→ Passage:
==============================

Keywords: SARS, Coronavirus, Spike glycoprotein, DNA vaccine, Neutralizing antibody
Severe acute respiratory syndrome (SARS) is an infectious viral disease caused by a newly emerged coronavirus (SARS-CoV) from China Guangdong with unknown origin [1], with typical corona-like spikes on the surface of the virion [2], formed by oligomers of the largest viral glycoprotein, namely the spike protein (S protein) [3]. The spike protein could be structurally cleaved into N-terminal S1 and C-terminal S2 subunits after translation or functionally differentiated into the corresponding domains without cleavage [4]. The S1 subunit is the knob region of the spike, involved in viral attachment with the cellular receptors and hence determines the host cell tropism [5], [6], [7]. Previous studies in vaccine development against animal coronaviruses suggested that the S1 subunit contains neutralizing epitopes that conferred protection to animals upon viral challenge [8], [9], [10], [11], [12], [13]. The S2 subunit is the stem region of the spike and its coiled-coil and transmembrane regions are involved in host cell entry and cell-to-cell fusion [14].
The S protein of SARS-CoV is a ∼180-kDa glycoprotein [15] and the S2 subunit was defined by the high-score alignment with the amino acid sequences of other coronavirus S proteins (90.7% aligned to pfam01601, conserved domain of coronavirus S2 glycoprotein). The SARS-CoV S2 subunit shares several structural motifs with the well-studied gp41 protein of HIV-1, such as the N-terminal leucine/isoleucine heptad repeat (HR), the C-terminal HR, the loop between two HRs, the transmembrane domain, and the aromatic residue-rich motif [14], [16]. However, the SARS-CoV S1 has a low sequence homology with the existing animal and human coronavirus S1 subunits, therefore no protein structure model could be utilized in helping the development of vaccine and drugs. Recently, the advances in molecular characterization of SARS-CoV S1 have been made. The genetic diversity of the S1 hypervariable region observed in animal coronaviruses was also reported in SARS-CoV [17]. A recent report has identified the ACE2 as a cellular receptor for the virus [18] and the binding domain has been defined between residues 318 and 510 of the S1 subunit [19].

==============================

→ Record extracts:
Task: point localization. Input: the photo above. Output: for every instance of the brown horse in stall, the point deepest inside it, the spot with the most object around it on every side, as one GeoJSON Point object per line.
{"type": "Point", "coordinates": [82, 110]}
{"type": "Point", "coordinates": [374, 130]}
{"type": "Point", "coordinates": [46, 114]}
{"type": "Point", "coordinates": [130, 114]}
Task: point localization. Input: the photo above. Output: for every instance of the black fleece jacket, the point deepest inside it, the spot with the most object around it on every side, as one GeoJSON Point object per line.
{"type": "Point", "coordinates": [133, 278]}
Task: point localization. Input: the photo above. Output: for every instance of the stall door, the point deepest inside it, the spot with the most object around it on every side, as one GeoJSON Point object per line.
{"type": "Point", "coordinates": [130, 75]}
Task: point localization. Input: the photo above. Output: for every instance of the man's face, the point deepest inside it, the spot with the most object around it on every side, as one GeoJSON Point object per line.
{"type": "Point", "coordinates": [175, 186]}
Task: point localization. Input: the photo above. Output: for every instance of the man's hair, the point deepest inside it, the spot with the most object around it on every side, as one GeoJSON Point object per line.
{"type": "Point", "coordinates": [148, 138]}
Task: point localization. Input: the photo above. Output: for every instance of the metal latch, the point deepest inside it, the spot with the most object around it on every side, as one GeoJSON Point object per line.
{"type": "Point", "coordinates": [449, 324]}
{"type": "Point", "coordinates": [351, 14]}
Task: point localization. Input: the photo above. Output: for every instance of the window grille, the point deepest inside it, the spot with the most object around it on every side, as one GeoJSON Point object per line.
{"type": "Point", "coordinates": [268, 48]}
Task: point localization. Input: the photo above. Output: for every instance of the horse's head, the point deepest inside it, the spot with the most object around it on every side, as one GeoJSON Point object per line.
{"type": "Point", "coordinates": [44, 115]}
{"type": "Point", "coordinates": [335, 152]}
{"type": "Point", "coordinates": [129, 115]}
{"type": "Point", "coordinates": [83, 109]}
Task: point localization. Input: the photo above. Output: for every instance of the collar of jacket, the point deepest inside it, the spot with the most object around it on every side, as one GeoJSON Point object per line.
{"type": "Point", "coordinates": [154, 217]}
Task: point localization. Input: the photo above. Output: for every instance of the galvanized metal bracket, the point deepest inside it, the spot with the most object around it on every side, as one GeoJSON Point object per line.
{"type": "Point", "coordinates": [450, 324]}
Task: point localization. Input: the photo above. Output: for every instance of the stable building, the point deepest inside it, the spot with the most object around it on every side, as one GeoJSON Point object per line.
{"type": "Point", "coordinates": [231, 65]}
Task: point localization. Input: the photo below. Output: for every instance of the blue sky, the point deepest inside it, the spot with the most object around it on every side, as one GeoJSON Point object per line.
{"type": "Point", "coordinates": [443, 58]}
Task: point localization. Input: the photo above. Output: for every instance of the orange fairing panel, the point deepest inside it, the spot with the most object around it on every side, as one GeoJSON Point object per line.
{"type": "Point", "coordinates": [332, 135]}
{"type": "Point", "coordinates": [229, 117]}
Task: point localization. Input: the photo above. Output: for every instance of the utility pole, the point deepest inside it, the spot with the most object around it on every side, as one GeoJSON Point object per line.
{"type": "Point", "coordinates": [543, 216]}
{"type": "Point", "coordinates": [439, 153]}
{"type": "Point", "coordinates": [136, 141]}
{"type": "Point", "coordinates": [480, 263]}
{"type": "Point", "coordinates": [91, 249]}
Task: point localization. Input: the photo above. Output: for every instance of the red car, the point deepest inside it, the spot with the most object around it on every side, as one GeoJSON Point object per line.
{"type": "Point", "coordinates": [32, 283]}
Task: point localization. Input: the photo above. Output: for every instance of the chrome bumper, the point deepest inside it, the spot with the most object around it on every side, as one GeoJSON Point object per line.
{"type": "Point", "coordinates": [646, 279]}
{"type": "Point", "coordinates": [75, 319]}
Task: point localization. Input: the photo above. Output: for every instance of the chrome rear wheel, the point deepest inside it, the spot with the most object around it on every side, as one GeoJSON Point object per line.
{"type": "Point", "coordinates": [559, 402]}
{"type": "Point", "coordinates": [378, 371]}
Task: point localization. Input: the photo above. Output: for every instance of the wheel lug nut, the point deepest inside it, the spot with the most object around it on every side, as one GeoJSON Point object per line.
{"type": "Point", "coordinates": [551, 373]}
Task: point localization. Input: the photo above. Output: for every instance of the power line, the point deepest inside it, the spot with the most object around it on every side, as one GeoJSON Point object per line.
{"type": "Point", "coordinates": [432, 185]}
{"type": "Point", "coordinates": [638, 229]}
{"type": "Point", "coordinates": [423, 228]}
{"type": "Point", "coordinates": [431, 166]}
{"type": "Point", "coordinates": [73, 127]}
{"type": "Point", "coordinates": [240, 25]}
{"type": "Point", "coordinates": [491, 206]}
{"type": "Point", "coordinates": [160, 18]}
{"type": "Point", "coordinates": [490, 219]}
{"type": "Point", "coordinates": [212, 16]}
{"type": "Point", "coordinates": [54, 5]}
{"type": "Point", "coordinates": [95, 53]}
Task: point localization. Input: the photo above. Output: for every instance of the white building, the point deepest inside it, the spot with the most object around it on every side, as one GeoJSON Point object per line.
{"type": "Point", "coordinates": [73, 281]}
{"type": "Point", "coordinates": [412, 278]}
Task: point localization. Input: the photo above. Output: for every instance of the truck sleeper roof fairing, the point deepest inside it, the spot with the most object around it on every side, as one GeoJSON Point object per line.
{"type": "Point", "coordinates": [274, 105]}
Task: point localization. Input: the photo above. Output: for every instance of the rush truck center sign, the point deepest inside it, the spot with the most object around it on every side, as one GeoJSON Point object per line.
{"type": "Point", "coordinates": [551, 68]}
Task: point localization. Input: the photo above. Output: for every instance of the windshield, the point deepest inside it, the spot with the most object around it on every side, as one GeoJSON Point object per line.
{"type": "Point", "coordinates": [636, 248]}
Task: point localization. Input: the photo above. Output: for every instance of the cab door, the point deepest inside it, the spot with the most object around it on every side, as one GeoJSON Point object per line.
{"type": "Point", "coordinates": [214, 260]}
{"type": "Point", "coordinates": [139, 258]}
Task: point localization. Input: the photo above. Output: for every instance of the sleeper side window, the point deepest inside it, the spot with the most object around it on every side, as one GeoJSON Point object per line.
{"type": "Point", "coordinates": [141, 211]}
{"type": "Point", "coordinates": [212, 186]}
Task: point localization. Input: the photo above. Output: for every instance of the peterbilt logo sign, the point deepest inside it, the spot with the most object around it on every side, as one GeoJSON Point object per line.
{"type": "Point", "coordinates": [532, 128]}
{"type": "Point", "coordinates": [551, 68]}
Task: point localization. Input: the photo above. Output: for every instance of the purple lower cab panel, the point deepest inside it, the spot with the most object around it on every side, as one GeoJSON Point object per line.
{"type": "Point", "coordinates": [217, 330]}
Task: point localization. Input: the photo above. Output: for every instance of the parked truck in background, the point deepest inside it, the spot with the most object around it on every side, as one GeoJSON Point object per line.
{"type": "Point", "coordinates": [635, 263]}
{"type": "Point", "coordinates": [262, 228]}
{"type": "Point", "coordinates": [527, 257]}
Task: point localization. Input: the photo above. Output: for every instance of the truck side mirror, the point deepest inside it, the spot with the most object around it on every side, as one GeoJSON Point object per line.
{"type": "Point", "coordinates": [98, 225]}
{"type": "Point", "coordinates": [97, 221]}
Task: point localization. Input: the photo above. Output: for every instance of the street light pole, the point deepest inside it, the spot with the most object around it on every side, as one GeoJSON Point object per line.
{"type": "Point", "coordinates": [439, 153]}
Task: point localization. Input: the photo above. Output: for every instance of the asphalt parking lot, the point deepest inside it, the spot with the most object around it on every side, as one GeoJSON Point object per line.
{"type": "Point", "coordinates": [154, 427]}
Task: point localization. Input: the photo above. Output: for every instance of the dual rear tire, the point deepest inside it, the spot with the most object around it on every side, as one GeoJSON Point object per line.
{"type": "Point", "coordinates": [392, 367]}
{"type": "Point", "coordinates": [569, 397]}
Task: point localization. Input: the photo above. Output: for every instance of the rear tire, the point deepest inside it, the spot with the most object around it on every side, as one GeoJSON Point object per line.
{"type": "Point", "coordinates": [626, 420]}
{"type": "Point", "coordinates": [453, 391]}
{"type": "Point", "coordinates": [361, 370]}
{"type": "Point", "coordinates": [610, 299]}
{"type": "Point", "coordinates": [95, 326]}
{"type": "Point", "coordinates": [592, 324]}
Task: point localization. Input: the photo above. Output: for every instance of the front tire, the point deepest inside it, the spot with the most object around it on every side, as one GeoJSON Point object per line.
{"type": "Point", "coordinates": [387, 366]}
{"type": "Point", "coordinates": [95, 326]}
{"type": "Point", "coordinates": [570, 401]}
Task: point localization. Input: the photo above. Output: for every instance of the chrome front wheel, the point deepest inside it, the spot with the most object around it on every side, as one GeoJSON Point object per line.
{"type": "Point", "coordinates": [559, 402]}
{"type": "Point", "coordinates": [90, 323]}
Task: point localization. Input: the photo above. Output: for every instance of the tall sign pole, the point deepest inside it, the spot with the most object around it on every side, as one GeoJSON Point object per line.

==============================

→ Work order: In the passage about the SARS-CoV spike protein, which residues of the S1 subunit bound the binding domain? Use only the passage about the SARS-CoV spike protein.

→ Exercise output: Residues 318 and 510.